● WRITTEN TASK
Reproduce exactly the line in which "Output form: <point>298,101</point>" occurs and all the lines after it, ending with the last line.

Pointing and labeling entries
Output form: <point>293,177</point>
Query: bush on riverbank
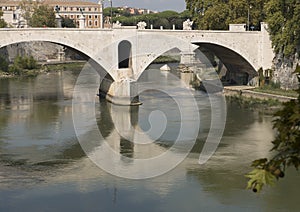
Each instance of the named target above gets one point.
<point>254,103</point>
<point>3,64</point>
<point>23,64</point>
<point>271,89</point>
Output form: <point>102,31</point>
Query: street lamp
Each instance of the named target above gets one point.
<point>248,27</point>
<point>110,13</point>
<point>102,2</point>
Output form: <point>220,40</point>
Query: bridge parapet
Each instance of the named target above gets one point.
<point>253,48</point>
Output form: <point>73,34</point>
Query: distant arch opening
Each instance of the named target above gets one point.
<point>232,68</point>
<point>124,54</point>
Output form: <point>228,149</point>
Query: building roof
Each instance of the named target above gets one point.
<point>52,2</point>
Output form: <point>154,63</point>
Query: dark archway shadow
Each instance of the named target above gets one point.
<point>232,68</point>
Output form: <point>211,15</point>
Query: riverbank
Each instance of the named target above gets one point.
<point>251,92</point>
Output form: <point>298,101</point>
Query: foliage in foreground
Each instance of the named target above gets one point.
<point>286,146</point>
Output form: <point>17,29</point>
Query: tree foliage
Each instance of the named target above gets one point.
<point>218,14</point>
<point>3,24</point>
<point>283,19</point>
<point>286,146</point>
<point>22,63</point>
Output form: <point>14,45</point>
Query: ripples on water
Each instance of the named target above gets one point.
<point>43,168</point>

● OUTPUT
Output form: <point>298,101</point>
Query: foliage in foreground
Each instance of the named target above gets one point.
<point>286,146</point>
Output form: <point>17,29</point>
Query: tree foliage
Each instance of the named target above gets one point.
<point>218,14</point>
<point>3,24</point>
<point>283,19</point>
<point>286,146</point>
<point>22,63</point>
Output form: <point>14,45</point>
Query: ripples on water
Each instance of the named target above gets one point.
<point>43,168</point>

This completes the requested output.